### [Task brief]
Collect and copy out every line of the data below that contains the word "runner". Case counts, so match capital and lowercase letters exactly.

### [Data to use]
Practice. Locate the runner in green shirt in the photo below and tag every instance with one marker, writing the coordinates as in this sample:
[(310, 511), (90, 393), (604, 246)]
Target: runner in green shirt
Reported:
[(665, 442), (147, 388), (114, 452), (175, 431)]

* * *

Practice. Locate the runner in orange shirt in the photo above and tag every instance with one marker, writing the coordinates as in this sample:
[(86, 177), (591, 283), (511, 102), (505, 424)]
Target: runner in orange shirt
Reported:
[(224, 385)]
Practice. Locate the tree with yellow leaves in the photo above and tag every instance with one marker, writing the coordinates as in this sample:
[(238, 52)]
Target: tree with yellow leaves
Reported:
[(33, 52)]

### [Output of the exercise]
Practice. Locate the runner in green shirt in the photo below and tag every instance with one marker, writing the coordinates as in this sample:
Target: runner in green shirt
Practice. Locate the runner in orange shirt in the photo above and tag every instance with one marker, writing the coordinates as in this sample:
Target: runner in orange shirt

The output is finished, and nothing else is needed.